Japan is also the Philippines’ top export market, he said.

“All of these facts show how Japan has become a valuable partner in our development story. We are optimistic that Japan will continue to play a key role in our economic resurgence,” Dominguez said.

Dominguez said he expects the 7.1-percent growth of the economy in the third quarter, along with the FDI surge, sound financial position and continued fiscal discipline, to lead to a better gross domestic product (GDP) performance in the year’s final quarter.

“With brightening prospects for the economy, we expect to do even better in the fourth quarter as we continue to relax mobility restrictions,” he said.

In inviting Japanese investors “to be involved in (the Philippines’) game-changing undertakings” Dominguez cited the government’s measures to transition to a digital economy, such as the use of electronic channels by the main revenue-generating agencies to enable them to overshoot their collection targets, and the migration of transactions online to develop broad-based and inclusive capital markets, such as those initiated by the Securities and Exchange Commission (SEC) and the Bureau of the Treasury (BTr).

Dominguez also underscored the timely passage of the Corporate Recovery and Tax Incentives for Enterprises Act (CREATE) that now offer businesses the biggest stimulus package ever to help them recover from the pandemic; and that modernized the fiscal incentives system to encourage more high-value and job-generating investments and innovation into the country.

“With CREATE, we see opportunities to strengthen investment and business partnerships with Japan especially in the areas of manufacturing, digital technology, renewable energy, and research and development activities,” Dominguez said.

He said CREATE complements the other reform efforts initiated by the Duterte administration to make the Philippines more business friendly.

These include the Anti Red-Tape Act (ARTA) and Ease of Doing Business Act (EODB) plus “Build, Build, Build” and the establishment of a National ID system, among other measures.

The Philippines will take full advantage of its demographic “sweet spot,” where its young and talented population means a workforce prepared to swiftly adjust to the transformations taking place in the economy around the world, Dominguez said.

He said the remaining period of President Duterte’s term will be focused on rapidly modernizing governance and accelerating the rollout of the infrastructure program.

** Available data **
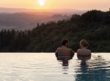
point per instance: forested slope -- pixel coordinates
(94, 26)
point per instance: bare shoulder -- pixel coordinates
(78, 50)
(70, 49)
(89, 50)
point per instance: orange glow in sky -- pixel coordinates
(57, 4)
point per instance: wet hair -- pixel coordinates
(64, 41)
(84, 43)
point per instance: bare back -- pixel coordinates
(64, 51)
(83, 51)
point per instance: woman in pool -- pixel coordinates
(83, 54)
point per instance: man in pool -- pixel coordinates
(64, 53)
(84, 54)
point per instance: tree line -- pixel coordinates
(94, 26)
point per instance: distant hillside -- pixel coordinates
(22, 19)
(26, 21)
(94, 26)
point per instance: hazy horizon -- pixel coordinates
(102, 5)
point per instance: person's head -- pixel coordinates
(84, 43)
(65, 42)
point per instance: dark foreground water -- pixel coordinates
(45, 67)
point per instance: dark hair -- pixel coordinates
(84, 43)
(64, 41)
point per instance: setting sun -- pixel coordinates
(41, 2)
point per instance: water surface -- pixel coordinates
(45, 67)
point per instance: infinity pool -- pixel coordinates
(45, 67)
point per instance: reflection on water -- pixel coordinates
(45, 67)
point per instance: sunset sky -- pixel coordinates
(57, 4)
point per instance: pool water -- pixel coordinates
(45, 67)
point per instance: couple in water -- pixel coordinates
(64, 53)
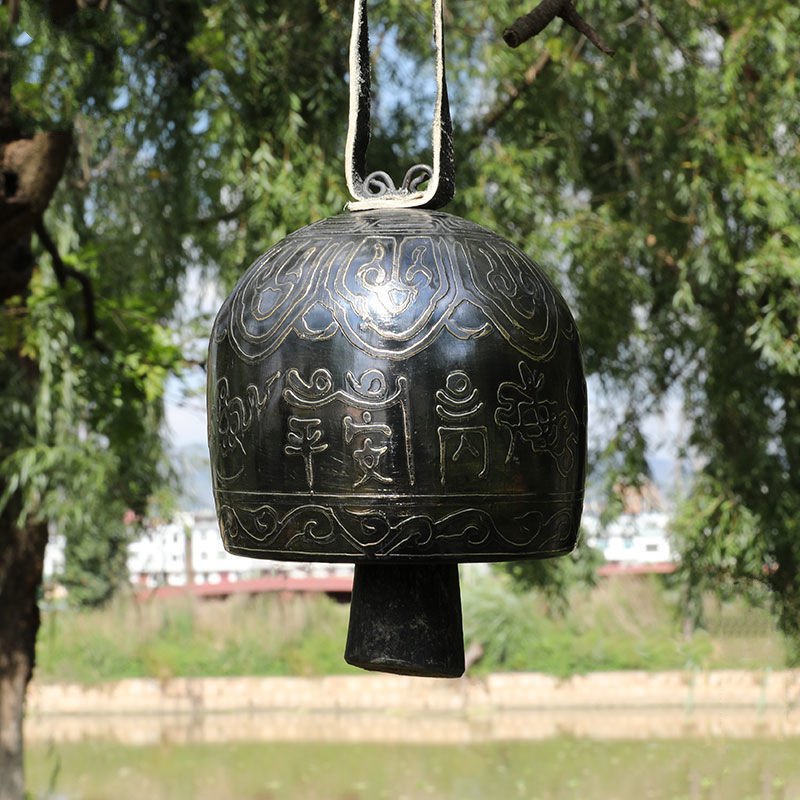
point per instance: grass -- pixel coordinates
(624, 623)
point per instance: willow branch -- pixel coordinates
(533, 23)
(64, 272)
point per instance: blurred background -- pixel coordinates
(150, 152)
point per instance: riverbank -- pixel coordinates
(385, 708)
(626, 623)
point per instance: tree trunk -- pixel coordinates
(21, 562)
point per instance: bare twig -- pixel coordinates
(529, 25)
(63, 272)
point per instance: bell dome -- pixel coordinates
(396, 386)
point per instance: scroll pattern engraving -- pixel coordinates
(323, 530)
(392, 285)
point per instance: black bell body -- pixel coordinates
(396, 386)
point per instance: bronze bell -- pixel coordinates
(399, 388)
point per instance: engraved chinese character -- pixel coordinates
(459, 404)
(305, 440)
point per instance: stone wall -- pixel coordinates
(388, 708)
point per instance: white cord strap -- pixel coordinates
(377, 189)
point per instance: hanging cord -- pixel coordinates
(377, 189)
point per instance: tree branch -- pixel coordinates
(63, 272)
(533, 23)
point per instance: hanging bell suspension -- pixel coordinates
(402, 389)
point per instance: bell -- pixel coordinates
(402, 389)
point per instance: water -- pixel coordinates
(686, 762)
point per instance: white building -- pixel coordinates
(641, 538)
(160, 556)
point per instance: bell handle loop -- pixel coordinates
(377, 190)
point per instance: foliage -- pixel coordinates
(665, 182)
(556, 579)
(620, 624)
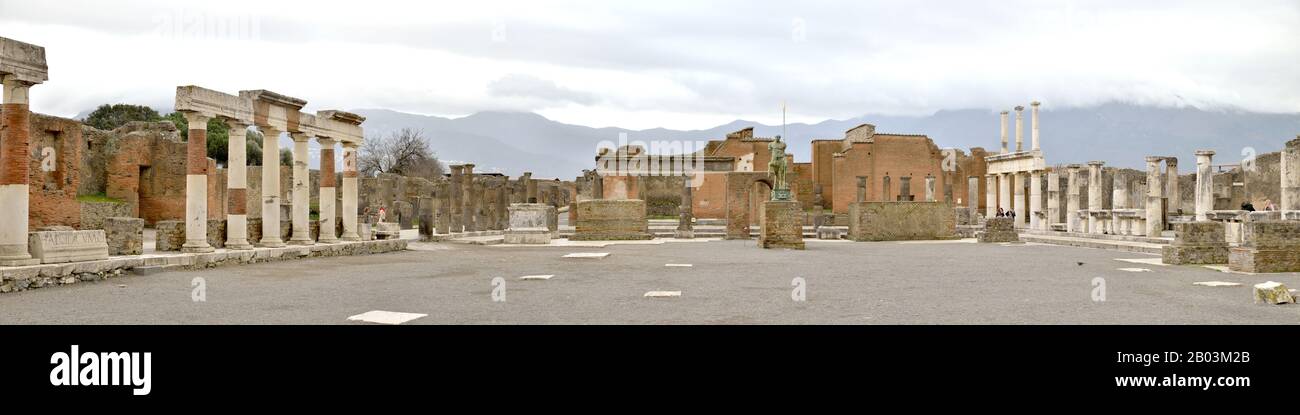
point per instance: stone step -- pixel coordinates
(1125, 246)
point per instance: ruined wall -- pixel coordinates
(55, 174)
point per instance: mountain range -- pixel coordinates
(1121, 134)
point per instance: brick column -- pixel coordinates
(1171, 191)
(1095, 195)
(350, 193)
(328, 193)
(271, 187)
(468, 198)
(1291, 177)
(1074, 200)
(237, 186)
(1204, 184)
(1155, 224)
(989, 195)
(1036, 202)
(196, 185)
(14, 169)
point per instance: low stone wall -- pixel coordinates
(18, 279)
(95, 212)
(999, 229)
(125, 236)
(901, 221)
(1274, 246)
(1196, 243)
(611, 220)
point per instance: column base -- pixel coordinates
(196, 247)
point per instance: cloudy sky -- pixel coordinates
(672, 64)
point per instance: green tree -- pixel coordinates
(108, 117)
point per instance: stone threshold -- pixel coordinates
(18, 279)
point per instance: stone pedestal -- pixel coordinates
(125, 236)
(1196, 243)
(611, 220)
(783, 225)
(528, 224)
(997, 229)
(1272, 246)
(68, 246)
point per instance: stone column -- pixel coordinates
(271, 187)
(1155, 224)
(862, 189)
(1019, 128)
(1074, 200)
(1291, 176)
(1019, 206)
(350, 193)
(1053, 200)
(1036, 200)
(326, 193)
(196, 185)
(1171, 191)
(1095, 195)
(456, 195)
(1034, 122)
(237, 186)
(14, 172)
(1004, 132)
(930, 187)
(302, 191)
(991, 195)
(529, 189)
(1204, 184)
(1004, 191)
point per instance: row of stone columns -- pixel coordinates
(237, 182)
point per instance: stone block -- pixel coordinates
(529, 224)
(611, 220)
(901, 221)
(999, 229)
(1273, 293)
(170, 236)
(1196, 243)
(68, 246)
(781, 225)
(125, 236)
(1274, 246)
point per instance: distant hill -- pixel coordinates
(1121, 134)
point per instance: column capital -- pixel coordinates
(198, 121)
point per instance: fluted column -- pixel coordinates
(1204, 184)
(302, 230)
(1002, 116)
(14, 171)
(1155, 214)
(1095, 195)
(271, 187)
(196, 185)
(1019, 128)
(1074, 200)
(237, 186)
(1036, 200)
(350, 193)
(326, 193)
(1034, 122)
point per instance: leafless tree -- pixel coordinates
(402, 152)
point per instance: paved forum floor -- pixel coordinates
(729, 282)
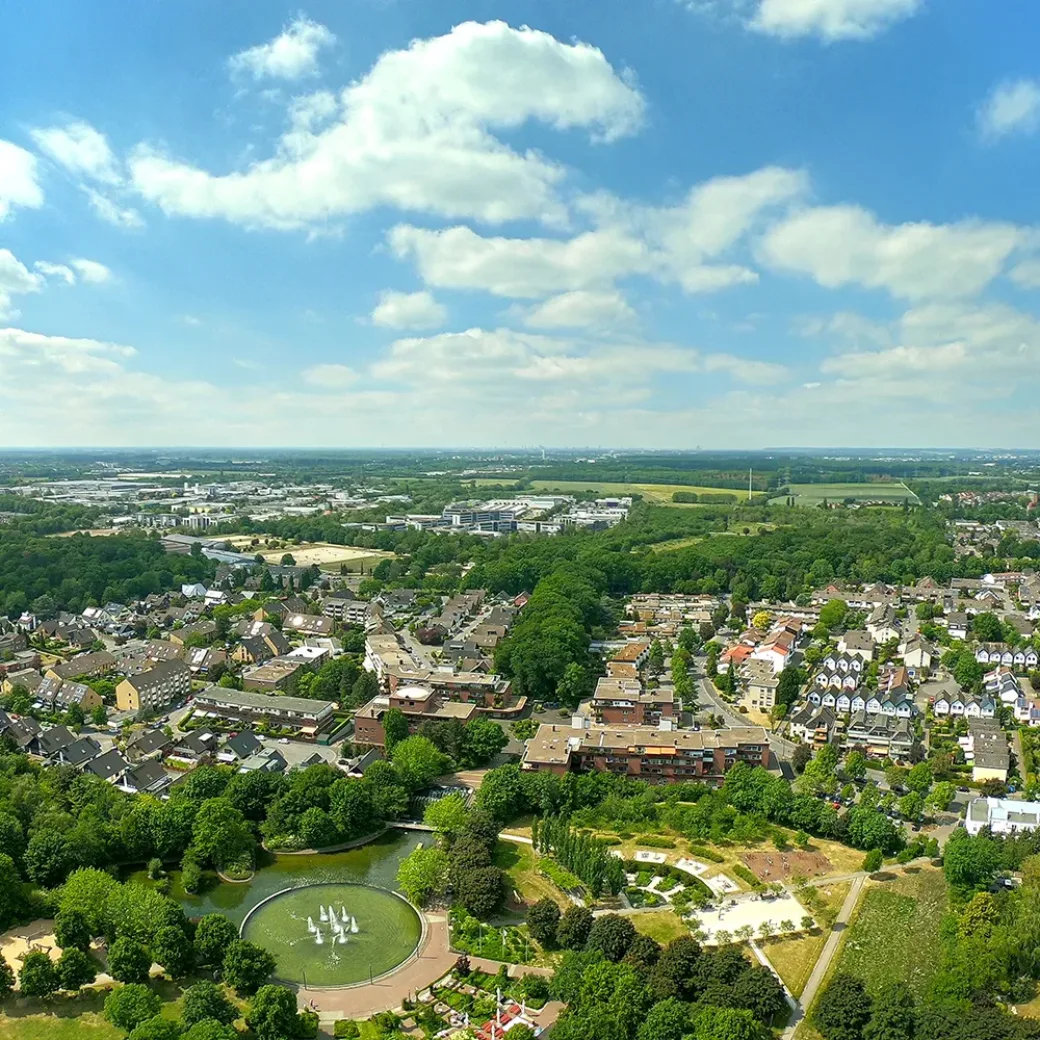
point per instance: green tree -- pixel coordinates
(205, 999)
(131, 1005)
(156, 1029)
(481, 890)
(394, 728)
(572, 933)
(76, 968)
(423, 874)
(418, 762)
(893, 1014)
(273, 1013)
(247, 966)
(221, 834)
(447, 815)
(173, 950)
(543, 919)
(833, 613)
(843, 1009)
(612, 935)
(39, 976)
(128, 961)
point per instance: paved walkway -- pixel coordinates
(827, 955)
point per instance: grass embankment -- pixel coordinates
(795, 958)
(895, 935)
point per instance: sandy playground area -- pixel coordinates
(783, 865)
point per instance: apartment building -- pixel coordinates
(153, 690)
(644, 753)
(624, 702)
(416, 703)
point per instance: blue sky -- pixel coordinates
(675, 224)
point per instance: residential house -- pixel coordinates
(309, 717)
(91, 665)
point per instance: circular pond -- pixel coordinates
(334, 934)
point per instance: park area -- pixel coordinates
(895, 935)
(894, 493)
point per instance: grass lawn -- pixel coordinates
(813, 494)
(895, 935)
(86, 1027)
(795, 958)
(663, 926)
(520, 864)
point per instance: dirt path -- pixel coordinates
(826, 956)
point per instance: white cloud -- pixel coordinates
(55, 270)
(671, 243)
(19, 185)
(16, 279)
(81, 149)
(408, 310)
(1013, 107)
(111, 212)
(458, 258)
(91, 270)
(839, 245)
(1027, 274)
(580, 309)
(292, 54)
(331, 377)
(415, 133)
(831, 20)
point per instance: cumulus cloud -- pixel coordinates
(292, 54)
(416, 133)
(111, 212)
(55, 270)
(19, 184)
(408, 310)
(1012, 108)
(80, 149)
(91, 270)
(331, 377)
(839, 245)
(15, 279)
(459, 258)
(580, 309)
(831, 20)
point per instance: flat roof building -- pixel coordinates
(654, 755)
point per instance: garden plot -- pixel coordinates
(762, 916)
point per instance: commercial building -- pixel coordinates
(309, 717)
(654, 755)
(416, 703)
(153, 690)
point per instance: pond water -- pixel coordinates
(335, 934)
(374, 863)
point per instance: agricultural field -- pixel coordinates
(325, 554)
(895, 934)
(658, 494)
(815, 494)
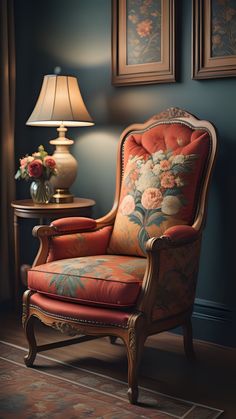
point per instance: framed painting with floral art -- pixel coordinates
(214, 39)
(143, 42)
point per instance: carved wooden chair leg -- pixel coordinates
(134, 345)
(29, 331)
(188, 340)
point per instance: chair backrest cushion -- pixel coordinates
(163, 168)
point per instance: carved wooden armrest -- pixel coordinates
(70, 237)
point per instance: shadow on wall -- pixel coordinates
(96, 151)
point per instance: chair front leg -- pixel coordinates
(134, 341)
(30, 336)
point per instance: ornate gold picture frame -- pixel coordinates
(143, 42)
(214, 39)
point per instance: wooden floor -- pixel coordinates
(210, 380)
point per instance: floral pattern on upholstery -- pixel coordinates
(177, 280)
(104, 280)
(159, 185)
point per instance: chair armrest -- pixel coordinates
(181, 234)
(73, 225)
(170, 278)
(70, 237)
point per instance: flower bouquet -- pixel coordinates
(38, 167)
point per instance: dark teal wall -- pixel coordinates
(76, 35)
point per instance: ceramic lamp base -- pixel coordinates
(63, 196)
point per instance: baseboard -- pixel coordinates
(213, 322)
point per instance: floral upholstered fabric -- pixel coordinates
(162, 174)
(177, 280)
(103, 280)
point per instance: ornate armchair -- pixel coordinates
(133, 272)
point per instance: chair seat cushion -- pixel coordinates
(104, 280)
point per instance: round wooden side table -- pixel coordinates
(80, 207)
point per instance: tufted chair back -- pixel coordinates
(133, 272)
(161, 174)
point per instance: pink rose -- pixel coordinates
(127, 206)
(167, 180)
(25, 161)
(165, 164)
(151, 198)
(49, 162)
(35, 168)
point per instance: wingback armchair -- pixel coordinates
(133, 272)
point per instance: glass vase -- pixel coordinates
(41, 191)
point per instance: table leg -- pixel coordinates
(17, 259)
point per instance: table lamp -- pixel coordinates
(60, 104)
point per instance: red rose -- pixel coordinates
(35, 168)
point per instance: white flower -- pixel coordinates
(146, 167)
(179, 159)
(158, 155)
(170, 205)
(145, 181)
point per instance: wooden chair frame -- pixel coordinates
(140, 324)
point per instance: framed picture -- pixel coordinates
(214, 39)
(143, 42)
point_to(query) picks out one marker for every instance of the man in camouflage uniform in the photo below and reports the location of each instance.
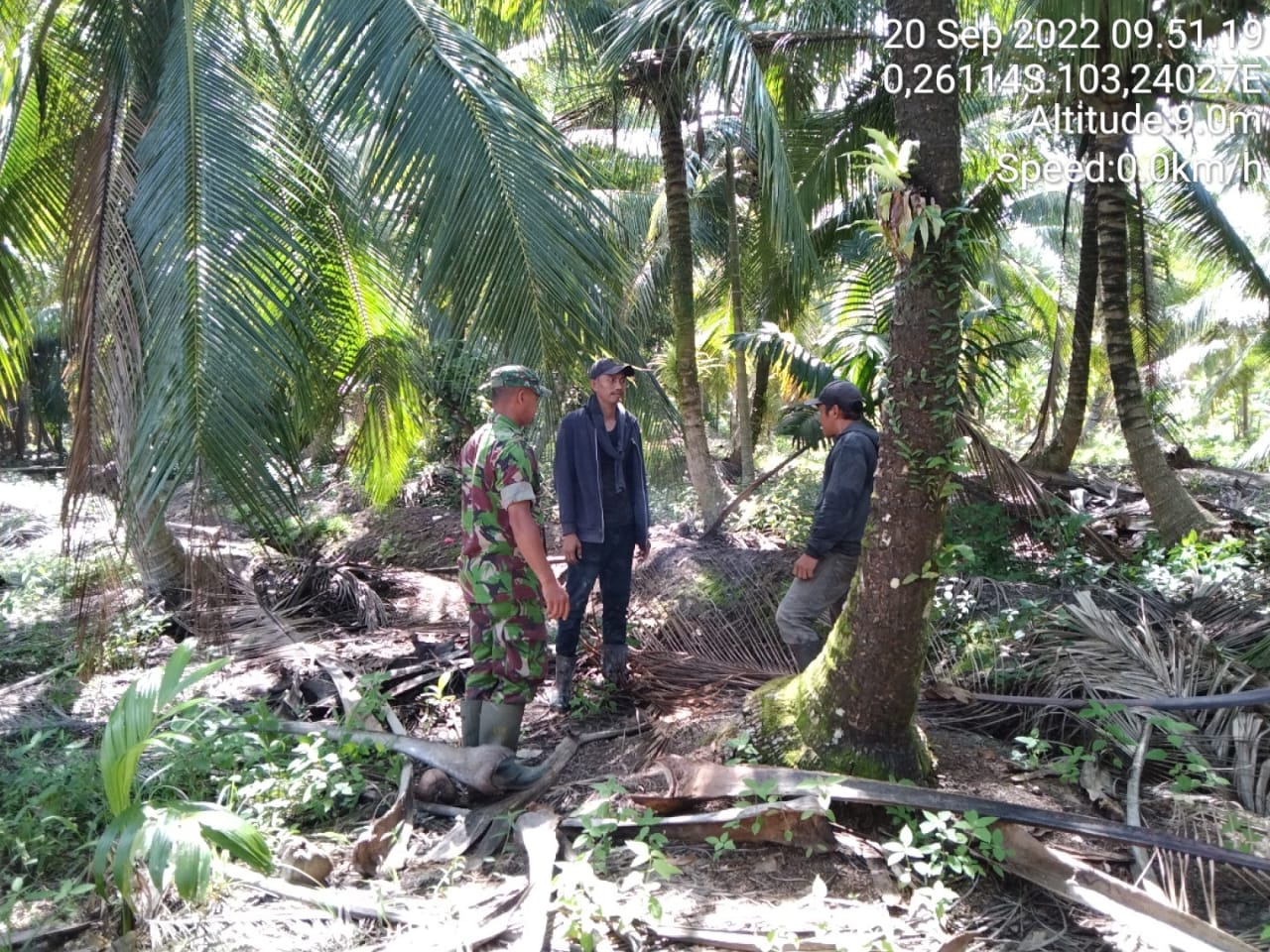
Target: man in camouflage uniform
(503, 567)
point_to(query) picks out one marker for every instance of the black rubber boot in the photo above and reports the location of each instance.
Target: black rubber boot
(500, 724)
(566, 667)
(806, 653)
(470, 712)
(612, 662)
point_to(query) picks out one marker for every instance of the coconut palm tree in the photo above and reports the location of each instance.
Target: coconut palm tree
(267, 207)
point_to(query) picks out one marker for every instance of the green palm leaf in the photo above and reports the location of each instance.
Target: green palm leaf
(720, 46)
(217, 252)
(484, 199)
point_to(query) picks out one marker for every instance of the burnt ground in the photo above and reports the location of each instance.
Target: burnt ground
(753, 896)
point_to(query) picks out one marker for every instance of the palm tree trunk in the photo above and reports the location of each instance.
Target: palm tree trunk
(853, 708)
(701, 470)
(1057, 454)
(740, 416)
(1173, 509)
(758, 404)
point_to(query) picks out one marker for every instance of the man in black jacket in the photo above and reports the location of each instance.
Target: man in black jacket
(602, 492)
(822, 574)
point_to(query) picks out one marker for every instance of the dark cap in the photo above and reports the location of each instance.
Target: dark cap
(607, 365)
(841, 394)
(513, 375)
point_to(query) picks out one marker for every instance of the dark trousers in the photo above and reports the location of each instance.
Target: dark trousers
(610, 563)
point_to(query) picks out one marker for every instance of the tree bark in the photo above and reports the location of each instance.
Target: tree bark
(1173, 508)
(740, 412)
(853, 708)
(701, 470)
(1057, 454)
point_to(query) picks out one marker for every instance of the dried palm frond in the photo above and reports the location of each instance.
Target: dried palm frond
(333, 590)
(1017, 489)
(714, 602)
(1111, 649)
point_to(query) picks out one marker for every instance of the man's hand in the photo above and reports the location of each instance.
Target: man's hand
(556, 599)
(806, 566)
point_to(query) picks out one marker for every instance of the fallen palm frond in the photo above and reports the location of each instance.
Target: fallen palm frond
(1128, 906)
(680, 778)
(716, 601)
(1017, 489)
(1120, 645)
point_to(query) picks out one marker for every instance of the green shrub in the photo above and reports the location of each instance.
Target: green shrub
(51, 806)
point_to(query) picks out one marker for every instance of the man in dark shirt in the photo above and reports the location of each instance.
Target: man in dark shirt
(822, 574)
(602, 492)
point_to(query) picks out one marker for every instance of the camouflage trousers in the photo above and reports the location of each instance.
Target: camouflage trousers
(507, 639)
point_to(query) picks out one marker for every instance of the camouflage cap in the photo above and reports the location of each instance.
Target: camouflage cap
(513, 375)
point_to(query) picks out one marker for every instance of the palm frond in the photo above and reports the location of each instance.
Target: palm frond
(490, 209)
(218, 249)
(720, 45)
(1206, 229)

** Work instructions **
Reproduce the portion of the article on Philippine-Japan economic ties from "He said CREATE" up to and including "among other measures.", replacing "business friendly" with "investor friendly". The rows are separate material and are unrelated to the article on Philippine-Japan economic ties.

** Solution for this exercise **
He said CREATE complements the other reform efforts initiated by the Duterte administration to make the Philippines more investor friendly.

These include the Anti Red-Tape Act (ARTA) and Ease of Doing Business Act (EODB) plus “Build, Build, Build” and the establishment of a National ID system, among other measures.